Studio album by Parkway Drive
- Released: 6 October 2007
- Recorded: May 2007
- Studios: Zing Studios, Westfield, Massachusetts
- Genre: Metalcore;
- Length: 38:35
- Labels: Resist; Epitaph;
- Producer: Adam Dutkiewicz

Parkway Drive chronology
| Killing with a Smile (2005) | Horizons (2007) | Deep Blue (2010) |

= Horizons (Parkway Drive album) =

Horizons is the second studio album by Australian metalcore band Parkway Drive. It was released on 6 October 2007 through Resist and Epitaph Records, and was produced by Adam Dutkiewicz. It was recorded in Westfield, Massachusetts at Zing Studios in May 2007. The record was a surprising commercial success for the band at the time, charting at #6 on the ARIA Album Charts, a notable achievement for an Australian metal band in 2007. A music video was filmed for its sixth track, "Boneyards".

It was cited as the band's best album by Bryan Rolli of Loudwire in 2025.

:: Actions to take ::
1 > From the Horizons article, list every album title in the Parkway Drive chronology, each with its year.
2 > According to the Horizons article, what position did the album reach on the ARIA Album Charts?
3 > Please output the part of the Horizons article that begins at the words "Parkway Drive chronology" and stops after "Loudwire in 2025.".

:: Raw data ::

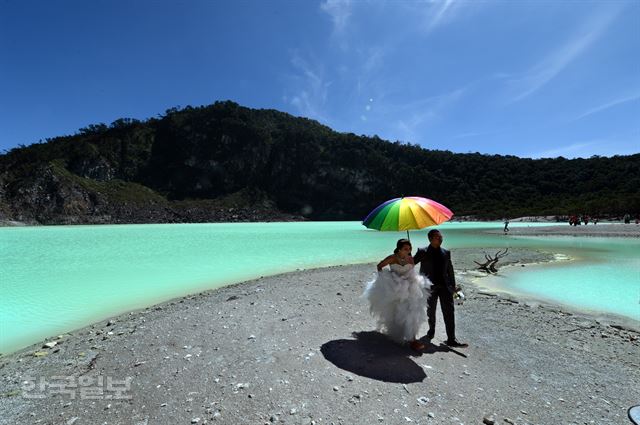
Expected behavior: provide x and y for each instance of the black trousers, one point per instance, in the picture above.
(446, 304)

:: Task answers ::
1 >
Killing with a Smile (2005)
Horizons (2007)
Deep Blue (2010)

2 > #6

3 >
Parkway Drive chronology
| Killing with a Smile (2005) | Horizons (2007) | Deep Blue (2010) |

= Horizons (Parkway Drive album) =

Horizons is the second studio album by Australian metalcore band Parkway Drive. It was released on 6 October 2007 through Resist and Epitaph Records, and was produced by Adam Dutkiewicz. It was recorded in Westfield, Massachusetts at Zing Studios in May 2007. The record was a surprising commercial success for the band at the time, charting at #6 on the ARIA Album Charts, a notable achievement for an Australian metal band in 2007. A music video was filmed for its sixth track, "Boneyards".

It was cited as the band's best album by Bryan Rolli of Loudwire in 2025.